### EXERCISE TEXT
※ ※ ※

Off the beaten track

Ron Roberts argues for a critical take on modernity, a psychology of heart and mind.

Truth is relational, not relative (Boym, 2010, p.67)

A body is given me – what shall I do with it, so singular and so much mine? – Osip Mandelstam

Artist, cultural critic, writer and philosopher, Svetlana Boym, whose untimely passing was noted in this publication last year, left a rich legacy of ideas for psychologists to ponder. One of the neglected aspects of psychology (Itten & Roberts, 2014) concerns the nature of human experience in the world: how each of us engage with and are engaged by the overarching political system/society of which we are a part. This relationship between the personal and the socio-cultural-political realm – in effect, the human condition – can be considered the core problem of the social sciences.

Boym addressed this in a series of bold and imaginative works reflecting on our personal and collective relationships to the past, our culturally enshrined ideas of freedom and the ensuing longings and belongings that define our time here. Her work dealt with areas of life that are of immense psychological relevance. Her treatise on nostalgia (Boym, 2001) is widely considered as a defining text on the modern condition (Bonnett, 2008; Burton, 2014; Magagnoli, 2015; Mihăilescu, 2011; Olick et al., 2011). I hope to show that Boym has much to offer psychologists interested in our subjective and objective affiliations to the world around us. In critically engaging with the ‘modernist’ project, she fashions an innovative challenge to how we ‘do’ psychology and what we consider viable research findings.

The term ‘modernity’, as introduced by French critic, poet and essayist Charles Baudelaire (1863/2010), was intended as a critique of the new, fleeting rhythms of time and life in the burgeoning urban metropolis of the 19th century. However, the term has come to describe the ‘progress’ brought about by reductionist science, mechanisation and the drive to industrial modernisation. Modernity’s hijacking by the allure of mechanisation and reductionist science – arguably the twin pillars of capitalist modernisation – has given us the form of psychological practice that is dominant today. It’s a form embedded within cultural myths of technological and digital progress. It is also a form that some consider is divorced from people’s everyday concerns (Itten & Roberts, 2014). Boym argues that these cultural myths of late capitalism may no longer work for us. ‘We are’, she says, ‘right at the cusp of a paradigm shift, and to anticipate it we have to expand our field of vision.’ Her concept of the ‘off-modern’ is an attempt to reinvigorate modernity as a critical project, beginning from the very fact of dislocation and articulating the creative and human possibilities that reside in it. In her words, it does not ‘follow the logic of crisis and progress but rather involves an exploration of the side alleys and lateral potentialities of the project of critical modernity’ (Boym, 2008, p.4).

※ ※ ※

### DATA EXCERPTS

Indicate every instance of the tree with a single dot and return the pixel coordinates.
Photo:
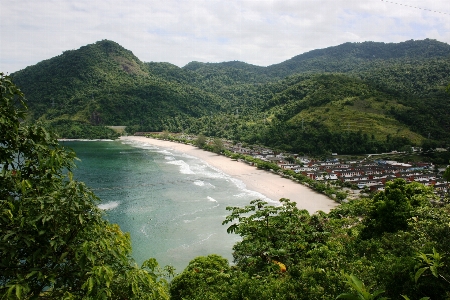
(391, 208)
(204, 278)
(218, 145)
(271, 235)
(54, 242)
(200, 141)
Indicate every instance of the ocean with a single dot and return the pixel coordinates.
(172, 204)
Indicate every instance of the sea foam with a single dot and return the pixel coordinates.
(108, 205)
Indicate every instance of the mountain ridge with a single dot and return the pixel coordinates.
(105, 84)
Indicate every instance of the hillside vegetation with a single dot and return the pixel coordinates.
(352, 98)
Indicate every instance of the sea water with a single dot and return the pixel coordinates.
(172, 204)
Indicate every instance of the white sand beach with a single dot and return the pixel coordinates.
(270, 185)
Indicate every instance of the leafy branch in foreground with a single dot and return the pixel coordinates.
(54, 242)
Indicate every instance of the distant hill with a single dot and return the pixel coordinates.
(105, 84)
(387, 94)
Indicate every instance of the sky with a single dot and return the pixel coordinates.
(259, 32)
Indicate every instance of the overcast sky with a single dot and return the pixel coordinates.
(260, 32)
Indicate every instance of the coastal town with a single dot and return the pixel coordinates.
(370, 173)
(359, 175)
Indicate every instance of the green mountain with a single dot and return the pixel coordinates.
(105, 84)
(352, 98)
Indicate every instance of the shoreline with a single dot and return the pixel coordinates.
(268, 184)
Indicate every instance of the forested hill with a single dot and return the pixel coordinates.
(384, 91)
(105, 84)
(351, 57)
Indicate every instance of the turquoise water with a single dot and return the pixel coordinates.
(172, 204)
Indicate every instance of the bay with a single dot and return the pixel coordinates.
(172, 204)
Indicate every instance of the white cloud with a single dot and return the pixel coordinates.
(260, 32)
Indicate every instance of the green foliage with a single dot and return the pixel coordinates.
(392, 207)
(217, 145)
(317, 249)
(200, 141)
(204, 278)
(54, 240)
(332, 100)
(362, 293)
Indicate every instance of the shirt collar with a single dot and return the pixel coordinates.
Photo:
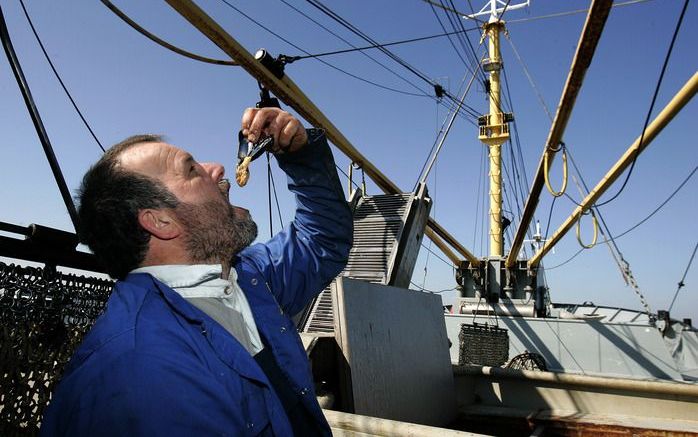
(189, 276)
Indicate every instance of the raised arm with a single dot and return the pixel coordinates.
(303, 258)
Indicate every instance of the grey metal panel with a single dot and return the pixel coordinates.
(588, 347)
(394, 341)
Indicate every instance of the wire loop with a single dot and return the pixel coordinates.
(546, 173)
(596, 230)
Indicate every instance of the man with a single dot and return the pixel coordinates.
(196, 338)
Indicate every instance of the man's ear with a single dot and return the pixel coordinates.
(160, 223)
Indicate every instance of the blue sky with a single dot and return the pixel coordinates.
(126, 84)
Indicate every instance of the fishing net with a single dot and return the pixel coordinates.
(483, 344)
(44, 315)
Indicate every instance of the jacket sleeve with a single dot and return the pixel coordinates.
(301, 260)
(147, 395)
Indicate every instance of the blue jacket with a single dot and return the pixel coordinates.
(153, 364)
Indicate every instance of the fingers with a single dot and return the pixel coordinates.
(287, 131)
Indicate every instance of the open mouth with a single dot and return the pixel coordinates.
(224, 187)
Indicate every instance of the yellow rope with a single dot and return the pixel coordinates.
(596, 231)
(546, 167)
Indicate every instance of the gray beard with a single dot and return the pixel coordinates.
(215, 231)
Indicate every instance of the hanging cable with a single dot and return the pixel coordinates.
(464, 41)
(635, 226)
(577, 11)
(527, 73)
(60, 81)
(276, 200)
(336, 35)
(162, 42)
(271, 218)
(566, 261)
(654, 99)
(448, 129)
(346, 24)
(449, 38)
(36, 119)
(681, 283)
(325, 28)
(368, 81)
(290, 59)
(481, 176)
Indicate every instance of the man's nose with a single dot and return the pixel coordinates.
(214, 169)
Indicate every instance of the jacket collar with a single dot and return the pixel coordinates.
(228, 349)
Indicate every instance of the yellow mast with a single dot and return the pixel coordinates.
(494, 131)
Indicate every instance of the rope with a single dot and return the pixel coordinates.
(162, 42)
(596, 231)
(681, 283)
(546, 173)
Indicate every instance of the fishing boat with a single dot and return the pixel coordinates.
(498, 355)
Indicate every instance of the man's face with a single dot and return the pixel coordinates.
(214, 229)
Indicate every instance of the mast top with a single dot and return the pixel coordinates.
(495, 9)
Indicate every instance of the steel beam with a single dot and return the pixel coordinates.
(591, 33)
(287, 91)
(680, 100)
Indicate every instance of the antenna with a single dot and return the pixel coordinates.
(491, 8)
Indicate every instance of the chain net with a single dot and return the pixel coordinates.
(44, 315)
(483, 344)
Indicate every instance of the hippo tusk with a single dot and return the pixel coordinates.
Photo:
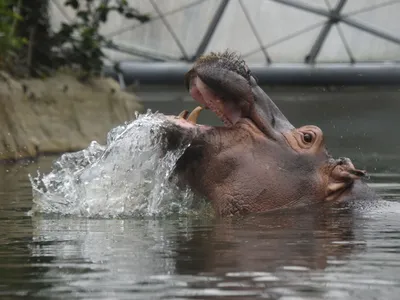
(194, 115)
(182, 115)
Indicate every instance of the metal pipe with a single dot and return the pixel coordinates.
(274, 74)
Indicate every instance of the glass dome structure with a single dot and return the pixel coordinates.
(264, 32)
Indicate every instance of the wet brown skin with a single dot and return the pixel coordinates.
(258, 162)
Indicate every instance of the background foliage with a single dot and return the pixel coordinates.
(29, 48)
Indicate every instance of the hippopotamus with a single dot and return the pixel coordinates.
(258, 161)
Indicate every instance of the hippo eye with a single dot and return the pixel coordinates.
(307, 137)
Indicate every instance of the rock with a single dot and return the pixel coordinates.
(59, 114)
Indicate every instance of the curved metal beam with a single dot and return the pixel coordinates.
(275, 74)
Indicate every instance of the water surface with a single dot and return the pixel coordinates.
(325, 253)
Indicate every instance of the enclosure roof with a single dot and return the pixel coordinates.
(263, 31)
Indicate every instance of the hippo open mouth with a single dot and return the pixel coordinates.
(258, 161)
(223, 83)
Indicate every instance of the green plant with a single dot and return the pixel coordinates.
(80, 40)
(10, 42)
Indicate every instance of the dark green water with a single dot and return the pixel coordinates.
(323, 254)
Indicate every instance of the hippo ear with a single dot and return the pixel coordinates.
(342, 177)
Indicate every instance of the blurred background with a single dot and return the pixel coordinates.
(331, 63)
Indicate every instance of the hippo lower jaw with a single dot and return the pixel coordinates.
(258, 161)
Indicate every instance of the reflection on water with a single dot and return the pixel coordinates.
(315, 253)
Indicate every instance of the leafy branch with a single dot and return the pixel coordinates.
(81, 40)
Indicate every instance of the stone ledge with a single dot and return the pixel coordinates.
(59, 114)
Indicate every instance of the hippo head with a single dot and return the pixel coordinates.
(258, 161)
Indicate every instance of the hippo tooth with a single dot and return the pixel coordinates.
(194, 115)
(183, 114)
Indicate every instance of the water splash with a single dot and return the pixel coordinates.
(128, 176)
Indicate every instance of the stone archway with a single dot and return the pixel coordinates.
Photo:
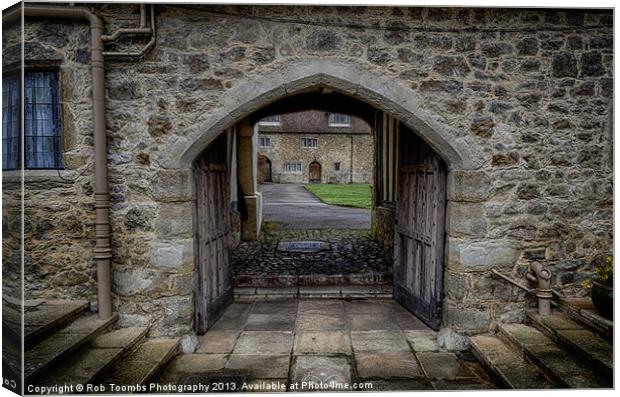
(378, 90)
(389, 98)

※ ※ ※

### REQUIRED WORK
a - Decide whether each statement agrees with the article on Svetlana Boym. Answer yes or no, and quote the words of the article that decide it. (i) The term "modernity" was introduced by Charles Baudelaire. (ii) Boym's treatise on nostalgia dates from 2008. (iii) Boym's passing was noted in this publication the previous year.
b - In the article on Svetlana Boym, what two things are called "arguably the twin pillars of capitalist modernisation"?

### RESULTS BY TASK
a -
(i) Yes: "The term ‘modernity’, as introduced by French critic, poet and essayist Charles Baudelaire (1863/2010)"
(ii) No: "Her treatise on nostalgia (Boym, 2001)"
(iii) Yes: "whose untimely passing was noted in this publication last year"

b - Mechanisation and reductionist science.